#### [DIRECTIONS]
In the records below, reproduce exactly the lines from the one containing "Put a marker on every instance of the small" through the one containing "Target: loaf of bread", both included, and omit the pictures.
-- RECORDED DATA follows --
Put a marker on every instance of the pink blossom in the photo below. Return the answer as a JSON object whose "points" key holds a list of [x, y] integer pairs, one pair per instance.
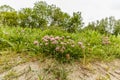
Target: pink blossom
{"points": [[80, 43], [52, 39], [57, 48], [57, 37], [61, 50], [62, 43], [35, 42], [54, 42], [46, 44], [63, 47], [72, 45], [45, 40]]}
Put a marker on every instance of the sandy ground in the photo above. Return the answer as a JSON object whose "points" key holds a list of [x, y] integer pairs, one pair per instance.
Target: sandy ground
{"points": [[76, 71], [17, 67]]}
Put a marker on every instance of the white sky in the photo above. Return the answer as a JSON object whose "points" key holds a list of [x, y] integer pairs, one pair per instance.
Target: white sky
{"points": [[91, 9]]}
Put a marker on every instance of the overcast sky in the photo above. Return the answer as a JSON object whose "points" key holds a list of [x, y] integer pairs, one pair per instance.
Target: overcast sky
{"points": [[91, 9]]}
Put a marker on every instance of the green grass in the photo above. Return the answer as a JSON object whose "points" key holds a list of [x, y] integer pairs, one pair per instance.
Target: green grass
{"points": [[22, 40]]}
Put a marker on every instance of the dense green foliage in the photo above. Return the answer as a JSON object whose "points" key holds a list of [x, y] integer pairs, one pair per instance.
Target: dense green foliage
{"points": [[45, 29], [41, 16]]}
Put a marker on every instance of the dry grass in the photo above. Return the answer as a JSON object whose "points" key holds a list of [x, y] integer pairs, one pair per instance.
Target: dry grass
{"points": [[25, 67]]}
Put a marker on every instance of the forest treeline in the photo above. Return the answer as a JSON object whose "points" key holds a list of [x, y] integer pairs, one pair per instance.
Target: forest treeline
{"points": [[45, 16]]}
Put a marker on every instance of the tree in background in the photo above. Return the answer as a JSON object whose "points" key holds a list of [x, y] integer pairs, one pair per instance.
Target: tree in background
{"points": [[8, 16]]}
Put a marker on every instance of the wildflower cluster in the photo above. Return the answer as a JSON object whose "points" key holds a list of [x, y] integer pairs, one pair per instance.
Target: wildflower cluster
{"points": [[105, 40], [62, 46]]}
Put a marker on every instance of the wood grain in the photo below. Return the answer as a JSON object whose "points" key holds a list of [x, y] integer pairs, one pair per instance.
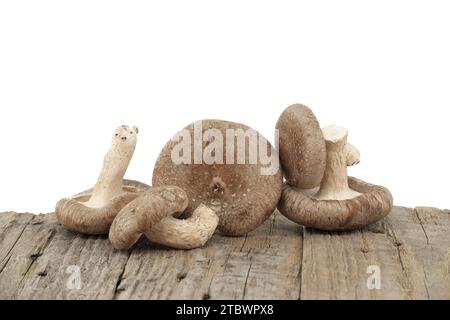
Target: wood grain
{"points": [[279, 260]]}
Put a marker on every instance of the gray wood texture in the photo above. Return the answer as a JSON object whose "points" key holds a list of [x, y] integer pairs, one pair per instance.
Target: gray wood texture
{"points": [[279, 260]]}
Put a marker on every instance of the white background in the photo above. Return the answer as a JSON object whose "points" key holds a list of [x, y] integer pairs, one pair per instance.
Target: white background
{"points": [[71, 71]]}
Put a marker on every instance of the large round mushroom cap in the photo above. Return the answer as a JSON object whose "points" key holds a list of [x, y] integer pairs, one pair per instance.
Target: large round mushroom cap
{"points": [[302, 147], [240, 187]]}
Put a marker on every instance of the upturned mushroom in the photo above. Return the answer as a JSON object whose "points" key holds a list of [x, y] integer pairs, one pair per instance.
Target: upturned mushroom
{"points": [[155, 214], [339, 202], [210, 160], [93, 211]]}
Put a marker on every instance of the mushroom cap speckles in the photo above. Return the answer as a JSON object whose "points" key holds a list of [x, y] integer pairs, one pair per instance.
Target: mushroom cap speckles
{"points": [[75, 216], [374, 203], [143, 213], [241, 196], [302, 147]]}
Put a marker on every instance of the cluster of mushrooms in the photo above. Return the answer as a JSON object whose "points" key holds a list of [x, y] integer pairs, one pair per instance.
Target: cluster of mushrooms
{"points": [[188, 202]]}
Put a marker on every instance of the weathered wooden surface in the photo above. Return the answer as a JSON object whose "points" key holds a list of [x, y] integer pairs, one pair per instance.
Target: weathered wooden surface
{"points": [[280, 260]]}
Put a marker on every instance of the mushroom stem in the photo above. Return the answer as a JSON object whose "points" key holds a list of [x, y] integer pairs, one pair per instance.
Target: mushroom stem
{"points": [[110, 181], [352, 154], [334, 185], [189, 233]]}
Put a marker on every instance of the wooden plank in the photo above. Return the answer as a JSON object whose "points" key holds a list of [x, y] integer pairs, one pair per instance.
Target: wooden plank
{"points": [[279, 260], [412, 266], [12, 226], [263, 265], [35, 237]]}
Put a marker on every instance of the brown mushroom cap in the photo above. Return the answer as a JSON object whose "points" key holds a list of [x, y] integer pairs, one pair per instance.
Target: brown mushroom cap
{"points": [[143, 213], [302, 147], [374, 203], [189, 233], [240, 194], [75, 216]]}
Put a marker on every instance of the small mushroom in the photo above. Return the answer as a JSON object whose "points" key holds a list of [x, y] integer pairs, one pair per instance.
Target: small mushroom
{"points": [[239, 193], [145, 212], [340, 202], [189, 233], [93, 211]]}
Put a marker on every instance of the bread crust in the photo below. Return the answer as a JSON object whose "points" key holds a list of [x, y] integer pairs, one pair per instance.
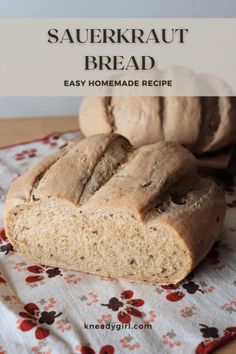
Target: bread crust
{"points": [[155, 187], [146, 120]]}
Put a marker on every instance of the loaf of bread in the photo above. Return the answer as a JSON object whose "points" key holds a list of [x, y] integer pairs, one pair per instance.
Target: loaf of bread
-- RECORDED DATA concluded --
-- RECORDED DATA follows --
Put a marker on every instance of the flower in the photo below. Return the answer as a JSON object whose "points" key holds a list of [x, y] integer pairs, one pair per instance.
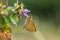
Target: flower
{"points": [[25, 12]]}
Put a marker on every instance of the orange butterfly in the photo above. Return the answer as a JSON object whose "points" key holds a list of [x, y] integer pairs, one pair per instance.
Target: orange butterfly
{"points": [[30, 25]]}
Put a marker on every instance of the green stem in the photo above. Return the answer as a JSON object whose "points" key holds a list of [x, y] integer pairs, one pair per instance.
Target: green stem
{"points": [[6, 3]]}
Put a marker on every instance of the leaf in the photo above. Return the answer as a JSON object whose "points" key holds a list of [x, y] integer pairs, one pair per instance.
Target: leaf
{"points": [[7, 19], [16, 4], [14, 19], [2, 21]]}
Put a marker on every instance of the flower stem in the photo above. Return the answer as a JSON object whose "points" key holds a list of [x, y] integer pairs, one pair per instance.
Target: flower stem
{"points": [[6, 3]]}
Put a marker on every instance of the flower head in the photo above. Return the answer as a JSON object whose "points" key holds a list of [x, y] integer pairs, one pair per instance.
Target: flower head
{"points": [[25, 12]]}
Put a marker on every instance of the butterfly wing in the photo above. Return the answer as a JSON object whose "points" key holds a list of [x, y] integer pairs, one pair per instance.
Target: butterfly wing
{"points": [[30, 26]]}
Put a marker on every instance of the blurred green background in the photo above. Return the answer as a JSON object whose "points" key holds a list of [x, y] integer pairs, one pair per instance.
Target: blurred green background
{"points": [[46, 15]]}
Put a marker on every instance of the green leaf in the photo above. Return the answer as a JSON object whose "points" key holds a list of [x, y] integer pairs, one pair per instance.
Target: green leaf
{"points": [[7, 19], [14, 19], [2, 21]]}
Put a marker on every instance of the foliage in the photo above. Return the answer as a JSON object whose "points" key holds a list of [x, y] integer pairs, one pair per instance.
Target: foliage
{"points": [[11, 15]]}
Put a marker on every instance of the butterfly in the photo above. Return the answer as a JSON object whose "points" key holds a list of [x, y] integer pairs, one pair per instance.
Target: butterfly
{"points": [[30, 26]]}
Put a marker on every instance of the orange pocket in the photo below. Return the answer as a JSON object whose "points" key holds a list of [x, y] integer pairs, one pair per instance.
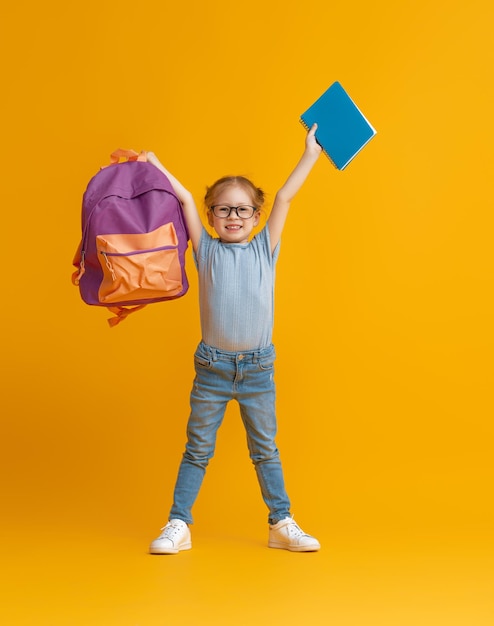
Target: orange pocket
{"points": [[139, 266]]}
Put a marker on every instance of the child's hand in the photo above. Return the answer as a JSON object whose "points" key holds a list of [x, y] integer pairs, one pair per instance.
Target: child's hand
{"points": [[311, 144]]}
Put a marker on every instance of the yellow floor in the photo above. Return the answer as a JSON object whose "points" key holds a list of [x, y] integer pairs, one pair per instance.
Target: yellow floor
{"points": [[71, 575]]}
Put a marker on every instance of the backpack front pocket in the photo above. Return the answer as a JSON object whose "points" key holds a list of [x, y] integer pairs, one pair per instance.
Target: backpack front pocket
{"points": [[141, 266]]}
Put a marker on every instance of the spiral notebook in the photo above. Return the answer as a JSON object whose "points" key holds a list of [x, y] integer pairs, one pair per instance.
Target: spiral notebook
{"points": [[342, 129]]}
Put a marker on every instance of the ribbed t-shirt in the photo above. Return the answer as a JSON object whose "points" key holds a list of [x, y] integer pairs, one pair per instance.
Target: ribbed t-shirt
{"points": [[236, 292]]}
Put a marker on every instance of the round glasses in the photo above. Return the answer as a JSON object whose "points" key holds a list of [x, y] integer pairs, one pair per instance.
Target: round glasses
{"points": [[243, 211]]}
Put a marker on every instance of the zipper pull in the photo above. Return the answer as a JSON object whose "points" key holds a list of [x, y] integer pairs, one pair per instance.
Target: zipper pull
-- RECORDED DATA concluded --
-- RECORDED DATA follows --
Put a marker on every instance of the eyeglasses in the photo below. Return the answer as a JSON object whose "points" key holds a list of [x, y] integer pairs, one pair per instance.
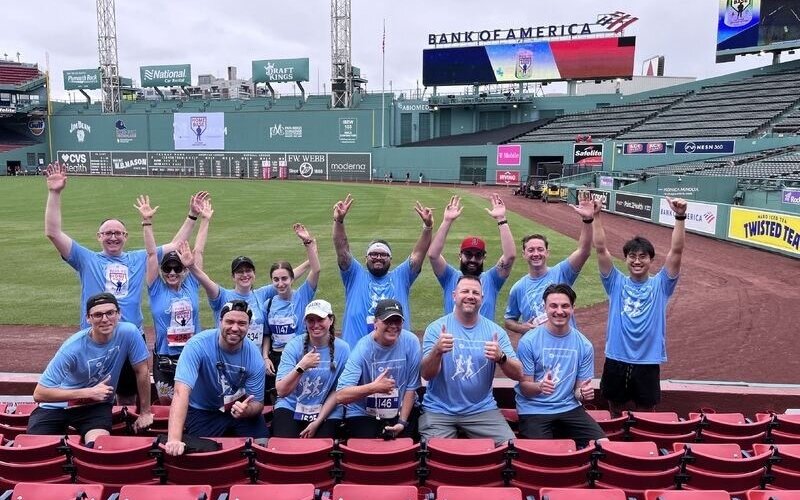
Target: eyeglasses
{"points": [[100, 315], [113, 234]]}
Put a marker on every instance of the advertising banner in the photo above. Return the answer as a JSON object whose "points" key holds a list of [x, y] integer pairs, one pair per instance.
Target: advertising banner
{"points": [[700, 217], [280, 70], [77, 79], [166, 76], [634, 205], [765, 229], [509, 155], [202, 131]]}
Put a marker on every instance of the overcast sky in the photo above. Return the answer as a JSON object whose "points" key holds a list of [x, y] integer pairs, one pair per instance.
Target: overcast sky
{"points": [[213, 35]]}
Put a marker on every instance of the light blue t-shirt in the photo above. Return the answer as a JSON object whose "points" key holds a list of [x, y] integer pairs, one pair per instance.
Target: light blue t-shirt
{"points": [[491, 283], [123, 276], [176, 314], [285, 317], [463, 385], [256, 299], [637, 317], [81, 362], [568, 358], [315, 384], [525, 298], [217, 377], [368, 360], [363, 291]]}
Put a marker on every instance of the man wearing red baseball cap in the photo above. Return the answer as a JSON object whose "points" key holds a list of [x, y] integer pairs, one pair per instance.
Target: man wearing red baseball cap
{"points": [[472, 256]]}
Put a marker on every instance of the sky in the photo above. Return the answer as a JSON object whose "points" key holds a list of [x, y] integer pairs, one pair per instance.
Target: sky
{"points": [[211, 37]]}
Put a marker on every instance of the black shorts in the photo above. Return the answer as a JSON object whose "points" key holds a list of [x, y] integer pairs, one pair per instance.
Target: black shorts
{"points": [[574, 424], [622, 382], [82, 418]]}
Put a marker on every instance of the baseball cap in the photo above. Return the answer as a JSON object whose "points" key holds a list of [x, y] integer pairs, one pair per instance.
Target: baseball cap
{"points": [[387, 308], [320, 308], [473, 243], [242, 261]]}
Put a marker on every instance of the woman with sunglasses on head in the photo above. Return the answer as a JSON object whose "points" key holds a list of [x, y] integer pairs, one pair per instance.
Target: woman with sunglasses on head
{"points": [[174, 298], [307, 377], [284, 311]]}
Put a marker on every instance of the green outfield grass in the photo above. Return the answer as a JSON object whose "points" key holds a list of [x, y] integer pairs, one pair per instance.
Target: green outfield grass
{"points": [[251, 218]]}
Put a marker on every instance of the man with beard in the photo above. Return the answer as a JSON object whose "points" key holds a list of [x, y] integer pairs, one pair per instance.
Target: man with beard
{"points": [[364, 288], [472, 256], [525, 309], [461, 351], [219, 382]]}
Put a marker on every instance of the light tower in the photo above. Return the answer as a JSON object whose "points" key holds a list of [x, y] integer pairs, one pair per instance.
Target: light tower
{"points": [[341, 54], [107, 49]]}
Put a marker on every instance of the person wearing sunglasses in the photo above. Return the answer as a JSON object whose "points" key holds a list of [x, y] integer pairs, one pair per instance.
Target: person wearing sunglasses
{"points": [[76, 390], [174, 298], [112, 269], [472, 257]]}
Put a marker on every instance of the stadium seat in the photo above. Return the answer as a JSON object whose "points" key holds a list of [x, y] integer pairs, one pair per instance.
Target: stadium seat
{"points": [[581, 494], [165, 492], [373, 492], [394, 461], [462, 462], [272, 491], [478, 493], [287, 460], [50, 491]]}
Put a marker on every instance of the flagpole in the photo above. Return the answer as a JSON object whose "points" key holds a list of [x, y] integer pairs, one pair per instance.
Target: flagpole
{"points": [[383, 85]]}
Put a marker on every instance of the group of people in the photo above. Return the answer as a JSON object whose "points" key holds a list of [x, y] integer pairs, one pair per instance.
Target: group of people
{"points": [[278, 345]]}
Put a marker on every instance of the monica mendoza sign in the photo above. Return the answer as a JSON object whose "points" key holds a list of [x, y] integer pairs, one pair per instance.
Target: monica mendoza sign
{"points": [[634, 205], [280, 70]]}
-- RECORDED DATA concluded --
#### [RESULT OF THE EXERCISE]
Put a marker on every instance of the small mushroom in the photo above. Return the answer as a JSON object whose "points" key holds a list of [x, y] integer pairs, one pair per instance.
Target: small mushroom
{"points": [[239, 193], [145, 212], [340, 202], [189, 233], [93, 211]]}
Put a marker on every instance of the bread crust in the photo below. Return the answer as a JSON object whose "points" key holds a list of [x, y] integer pairs, one pair per instance.
Target: bread crust
{"points": [[155, 187], [146, 120]]}
Put a marker on every instance of the loaf of bread in the photo above. Return the answer as a JSON object whose "points" key holds a list of [x, y] integer pairs, one pair per instance.
Target: loaf of bread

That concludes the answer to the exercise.